Information given Block Start

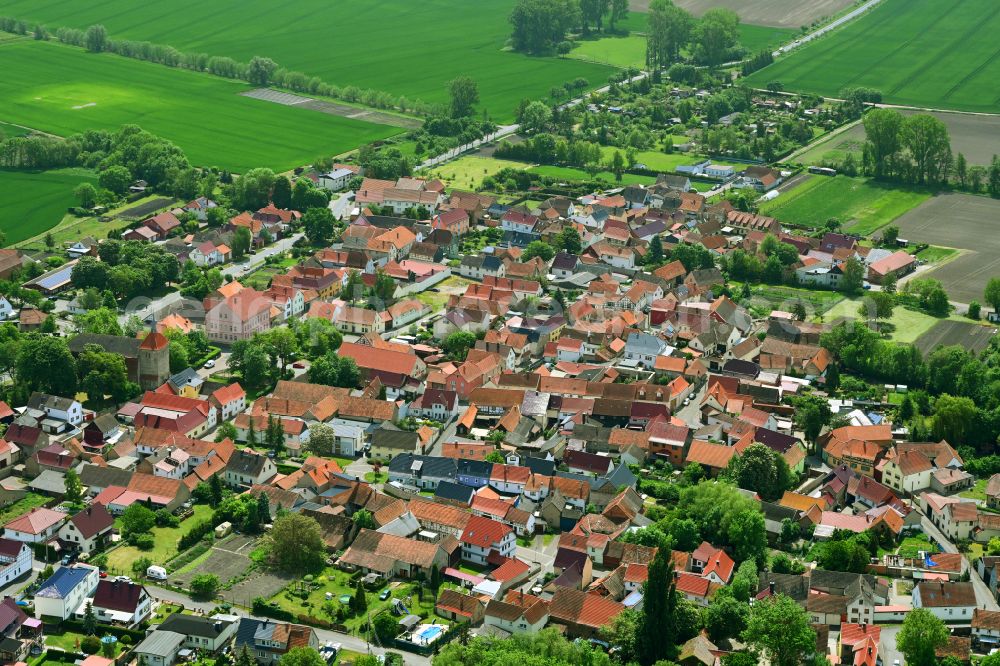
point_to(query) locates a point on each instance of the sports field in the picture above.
(64, 90)
(924, 53)
(35, 201)
(862, 206)
(401, 47)
(975, 136)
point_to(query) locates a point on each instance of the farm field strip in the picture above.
(862, 206)
(922, 53)
(396, 46)
(107, 91)
(36, 201)
(961, 221)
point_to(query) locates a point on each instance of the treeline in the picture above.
(952, 393)
(550, 149)
(916, 149)
(258, 71)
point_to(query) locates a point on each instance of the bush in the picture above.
(90, 645)
(144, 541)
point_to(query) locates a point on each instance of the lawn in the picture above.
(757, 38)
(905, 326)
(468, 172)
(203, 114)
(861, 205)
(36, 201)
(120, 559)
(571, 174)
(22, 506)
(395, 46)
(923, 53)
(621, 52)
(977, 491)
(912, 545)
(338, 583)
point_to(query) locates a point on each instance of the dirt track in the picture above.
(777, 13)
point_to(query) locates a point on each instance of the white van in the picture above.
(156, 573)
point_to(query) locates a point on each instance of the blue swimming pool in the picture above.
(430, 633)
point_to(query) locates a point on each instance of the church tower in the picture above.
(154, 360)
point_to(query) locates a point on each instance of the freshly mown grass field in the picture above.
(35, 201)
(630, 51)
(924, 53)
(861, 205)
(64, 90)
(405, 48)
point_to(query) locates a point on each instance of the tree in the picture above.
(359, 602)
(811, 414)
(992, 294)
(748, 536)
(204, 586)
(89, 620)
(281, 192)
(780, 629)
(716, 34)
(386, 627)
(137, 519)
(540, 24)
(295, 544)
(762, 470)
(318, 223)
(882, 143)
(922, 634)
(464, 95)
(322, 440)
(926, 139)
(260, 70)
(726, 617)
(668, 31)
(96, 38)
(86, 194)
(45, 364)
(654, 257)
(538, 249)
(853, 280)
(569, 240)
(74, 488)
(535, 117)
(657, 628)
(240, 242)
(458, 344)
(115, 179)
(364, 520)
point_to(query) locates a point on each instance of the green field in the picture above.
(393, 45)
(571, 174)
(35, 201)
(861, 205)
(202, 114)
(468, 172)
(630, 51)
(757, 38)
(924, 53)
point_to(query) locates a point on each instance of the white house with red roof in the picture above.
(483, 536)
(229, 400)
(37, 526)
(15, 560)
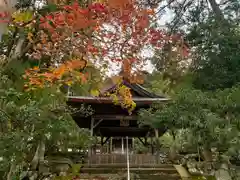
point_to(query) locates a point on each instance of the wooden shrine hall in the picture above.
(109, 120)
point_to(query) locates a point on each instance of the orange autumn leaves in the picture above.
(64, 74)
(73, 28)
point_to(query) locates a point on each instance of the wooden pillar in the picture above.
(152, 148)
(157, 145)
(90, 146)
(122, 145)
(132, 143)
(111, 149)
(101, 149)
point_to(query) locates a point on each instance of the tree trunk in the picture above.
(39, 155)
(223, 173)
(216, 10)
(182, 172)
(157, 145)
(207, 154)
(11, 171)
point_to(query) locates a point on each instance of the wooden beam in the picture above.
(115, 117)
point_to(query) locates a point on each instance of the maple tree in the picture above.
(102, 33)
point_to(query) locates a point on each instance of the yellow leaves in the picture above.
(66, 73)
(30, 36)
(94, 92)
(22, 17)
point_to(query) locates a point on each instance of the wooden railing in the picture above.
(134, 159)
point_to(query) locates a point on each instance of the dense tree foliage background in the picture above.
(196, 62)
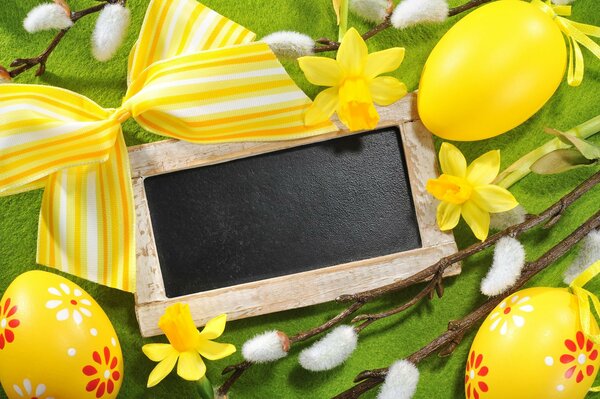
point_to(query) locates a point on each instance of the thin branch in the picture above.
(433, 273)
(553, 211)
(371, 378)
(238, 369)
(21, 65)
(324, 44)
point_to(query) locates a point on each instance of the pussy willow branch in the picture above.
(370, 379)
(433, 273)
(325, 44)
(21, 65)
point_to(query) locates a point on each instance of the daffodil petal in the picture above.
(158, 352)
(386, 90)
(477, 219)
(191, 367)
(215, 350)
(322, 108)
(321, 71)
(352, 54)
(162, 369)
(384, 61)
(452, 161)
(493, 198)
(484, 169)
(214, 328)
(448, 215)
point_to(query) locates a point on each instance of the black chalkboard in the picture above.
(281, 213)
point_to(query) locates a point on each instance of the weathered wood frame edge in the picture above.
(295, 290)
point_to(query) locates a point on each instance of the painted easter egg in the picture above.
(532, 346)
(491, 71)
(56, 341)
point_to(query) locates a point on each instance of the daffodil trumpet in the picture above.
(354, 83)
(186, 345)
(468, 191)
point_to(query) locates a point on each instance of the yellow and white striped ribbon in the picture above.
(194, 75)
(577, 34)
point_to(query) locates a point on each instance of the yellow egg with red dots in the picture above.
(532, 346)
(56, 341)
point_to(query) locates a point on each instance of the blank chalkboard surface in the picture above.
(282, 213)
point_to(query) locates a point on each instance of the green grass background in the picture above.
(72, 67)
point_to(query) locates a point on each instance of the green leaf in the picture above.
(559, 161)
(587, 149)
(205, 388)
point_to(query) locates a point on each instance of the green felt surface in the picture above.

Information given Block End

What the task requires →
Copy the material shown above in full and exactly. Skip the pictures.

Response to the task →
point_to(query) locates a point on each instance of the sports field in the picture above.
(64, 90)
(924, 53)
(35, 201)
(862, 206)
(401, 47)
(975, 136)
point_to(query) locates a point on each instance of the farm field strip in the picture above.
(862, 206)
(922, 53)
(396, 46)
(107, 91)
(36, 201)
(961, 221)
point_to(query) locates a point on each instance of the treeline in the picture above.
(952, 393)
(550, 149)
(916, 149)
(258, 71)
point_to(query) locates a point on each instance of the bush in the picture above.
(90, 645)
(144, 541)
point_to(query) locates a point on each instance of the lawn in the picture above.
(757, 38)
(905, 326)
(468, 172)
(203, 114)
(861, 205)
(36, 201)
(120, 559)
(571, 174)
(22, 506)
(395, 46)
(923, 53)
(621, 52)
(977, 491)
(912, 545)
(338, 583)
point_to(query) locates a point on each instance of the dirt track in the picture above.
(777, 13)
point_to(query) locates a point on each instance of the white van in the picture above.
(156, 573)
point_to(query) locates a point on each instance of the blue swimming pool in the picture above.
(430, 633)
point_to(query) locates a point on each instance of the church tower in the picture above.
(154, 360)
point_to(query) locates a point on each instance of the freshly mown grass field in the picture above.
(35, 201)
(630, 51)
(924, 53)
(861, 205)
(64, 90)
(405, 48)
point_to(query) locates a point on each instance of the tree in the picture above.
(359, 602)
(811, 414)
(992, 294)
(748, 536)
(204, 586)
(89, 620)
(281, 192)
(780, 629)
(716, 34)
(386, 627)
(137, 519)
(540, 24)
(295, 544)
(762, 470)
(318, 223)
(882, 143)
(922, 634)
(464, 95)
(322, 440)
(926, 139)
(260, 70)
(726, 617)
(668, 31)
(96, 38)
(86, 194)
(45, 364)
(654, 257)
(538, 249)
(853, 280)
(569, 240)
(74, 488)
(535, 117)
(657, 628)
(240, 242)
(458, 344)
(115, 179)
(364, 520)
point_to(query) locates a point on each instance of the green field in the picture above.
(393, 45)
(571, 174)
(35, 201)
(861, 205)
(202, 114)
(468, 172)
(630, 51)
(757, 38)
(924, 53)
point_to(query) locates a point on each instance of the white house with red roof in the picture above.
(483, 536)
(229, 400)
(37, 526)
(15, 560)
point_to(query) locates a point on each instance of the wooden shrine hall in the picture above.
(109, 120)
point_to(query) locates a point on each instance of the orange autumn leaves in the picture above.
(64, 74)
(73, 28)
point_to(query) locates a point on each instance of the wooden pillar in the picture above.
(152, 148)
(157, 145)
(90, 146)
(122, 145)
(132, 143)
(111, 149)
(101, 149)
point_to(query) locates a point on each instance of the tree trunk in the picture above.
(39, 155)
(223, 173)
(216, 10)
(182, 172)
(157, 145)
(207, 154)
(11, 171)
point_to(query) locates a point on each instance of the wooden beam in the picture above.
(115, 117)
point_to(query) locates a point on each instance of the maple tree in the picture above.
(102, 33)
point_to(query) locates a point on each instance of the yellow leaves in the picture above.
(66, 73)
(30, 36)
(94, 92)
(22, 17)
point_to(query) locates a point on each instance of the wooden railing in the picture above.
(134, 159)
point_to(query) locates a point on each instance of the dense tree foliage background in the picture above.
(196, 62)
point_to(query) locates a point on each instance of the thin branch in the picture above.
(433, 273)
(553, 211)
(371, 378)
(238, 369)
(21, 65)
(324, 44)
point_to(query) locates a point on each instance of the pussy willow branch in the picture above.
(370, 379)
(433, 273)
(325, 44)
(21, 65)
point_to(query) locates a point on each instance of the daffodil petal in the picture above.
(158, 352)
(386, 90)
(477, 219)
(191, 367)
(215, 350)
(322, 108)
(321, 71)
(352, 54)
(162, 369)
(384, 61)
(452, 161)
(493, 198)
(484, 169)
(214, 328)
(448, 215)
point_to(query) locates a point on each instance of the black chalkboard in the picture above.
(281, 213)
point_to(query) locates a point on each instance of the weathered wood frame edge in the picture above.
(295, 290)
point_to(query) locates a point on each instance of the painted easter egg in the picture above.
(532, 346)
(491, 71)
(56, 341)
point_to(query) locates a point on each instance of the daffodil trumpet in the picture above.
(354, 83)
(186, 345)
(468, 191)
point_to(query) locates a point on each instance of the yellow and white striped ribbon in the picture above.
(194, 75)
(577, 34)
point_to(query) locates a point on each instance of the yellow egg with red dots in the picture above.
(532, 346)
(56, 341)
point_to(query) locates a point on each instance of the blank chalkboard surface in the picture above.
(282, 213)
point_to(query) locates a point on each instance of the green grass background in the picture above.
(72, 67)
point_to(query) locates a point on each instance of the green leaf in the picture above.
(559, 161)
(587, 149)
(205, 388)
point_to(query) locates a point on each instance of the green felt surface in the picture above.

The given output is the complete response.